▶ _INSTRUCTIONS_:
1. Answer these questions using the switch mechanism figure descriptions, one answer per line, marked (a), (b) and (c) to match.
(a) Which figures reproduce FIG. 1 in part, each relating to a respective embodiment?
(b) On what line is the transverse cross-section of FIG. 12 taken?
(c) Which figure shows the FIG. 5 embodiment in a more constructive form?
2. Carry on the switch mechanism figure descriptions, starting after their last line.

▶ _TEXT BLOCK_:
* begin *

FIG. 4 is a view in elevation analogous to that of FIG. 1, for the other position of the conductive contact arm.

FIGS. 5 through 9 are views which reproduce that of FIG. 1 in part, each relating to a respective embodiment of the switch mechanism in accordance with the invention.

FIG. 10 is a view analogous to that of FIG. 1 which concerns another embodiment of the switch mechanism.

FIG. 11 is a view in elevation and cross-section showing the FIG. 5 embodiment in a more constructive form.

FIG. 12 is a partial view of this embodiment in transverse cross-section of this embodiment on the line XII--XII in FIG. 11.

FIG. 13 is a partial view of it in elevation and cross-section on the line XIII--XIII in FIG. 12.

FIG. 14 is a view in elevation and cross-section analogous to that of FIG. 11 for another embodiment.

FIG. 15 is a view in elevation and cross-section analogous to that of FIG. 13 for this embodiment.

FIG. 16 is a view in elevation and cross-section analogous to that of FIG. 14 which illustrates the use of this embodiment.

FIGS. 17 and 18 are views in elevation and cross-section respectively analogous to those of FIGS. 11 and 13 which relate to another embodiment.

FIGS. 19 and 20 are views in elevation and cross-section analogous to that of FIG. 17 which illustrate the use of this embodiment.

FIGS. 21 and 22 are partial views in elevation and cross-section respectively reproducing in part those of FIGS. 11 and 13 which relate to another embodiment.

* end *

▶ _DATA LINES_:

* begin *

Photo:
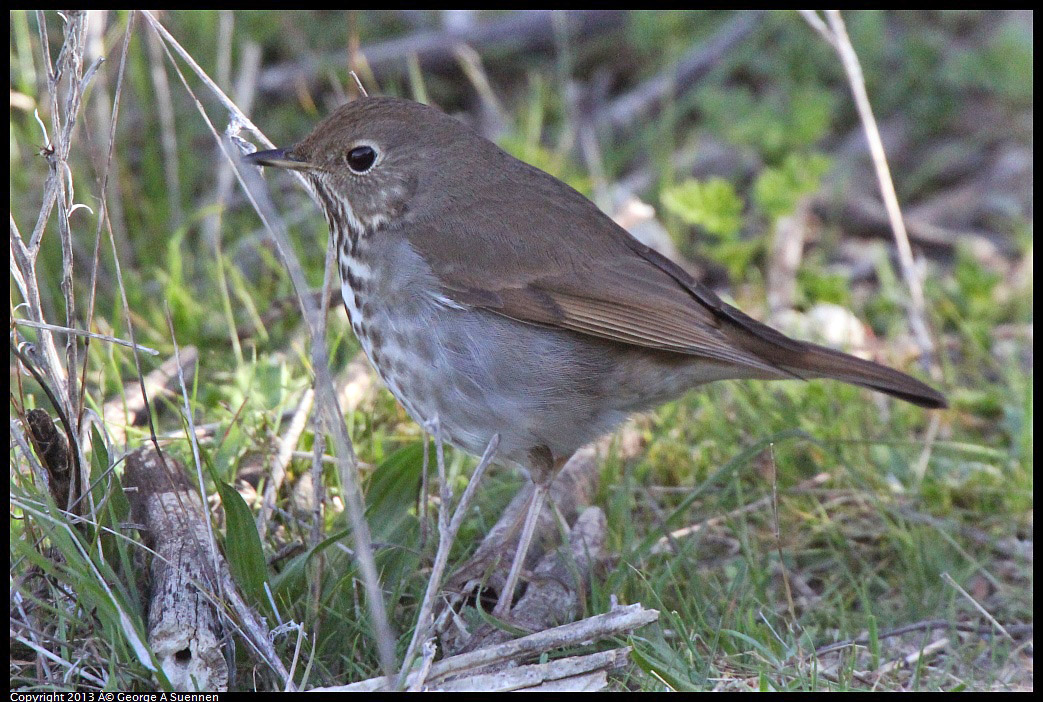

* end *

▶ _EXERCISE RESPONSES_:
1.
(a) FIGS. 5 through 9
(b) Line XII--XII in FIG. 11
(c) FIG. 11

2.
As shown in these Figures the switch mechanism in accordance with the invention generally comprises, in a manner that is known per se, movably mounted between a fixed yoke 11 and at least one fixed contact 12A, 12B, a conductive contact arm 13 which is articulated to the fixed yoke 11, which is itself conductive, and which is controlled by an operating member 14 available to the user to assume one or other of two positions in one of which (FIG. 1) it bears through a bearing area 15A, 15B against the fixed contact concerned and in the other of which (FIG. 4) it is spaced from the latter.

In a way that is known per se, and in the case of a single-throw switch, there may be only one contact, for example a contact 12A as shown in full outline in FIGS. 1 and 4.

In the case of a double-throw switch, however, and as schematically represented in dashed outline in FIGS. 1 and 4, there may be provided on the side of the yoke 11 opposite the previously mentioned contact 12A a second contact, in this instance a contact 12B.

In the case of a single-throw switch a contact 12B of this kind may also be provided but is then merely a "rest" with no active contribution to the circuit to which the supply of electrical power is to be controlled.

Be this as it may, for the purposes of inserting them into a circuit of this kind the yoke 11, on the one hand, and the contact 12A, on the other hand, are each connected to a respective connecting terminal 16 and 17A.

The same applies in practise to the contact 12B, this contact 12B being also connected to a connecting terminal 17B so as to be usable as an active contact if required.

In the embodiment specifically shown in FIGS. 1 through 4, the yoke 11 and the contacts 12A, 12B are in on piece with their respective connecting terminals and the corresponding parts are in practise solid parts appropriately cut out, machined or die-stamped.

It will be understood that the switch mechanism 10 constituted in this way is placed in an insulative material housing.

As this housing does not of itself form part of the present invention and is within the competence of those skilled in the art it will not be described here.

Nor is it shown in FIGS. 1 through 10, for the most part.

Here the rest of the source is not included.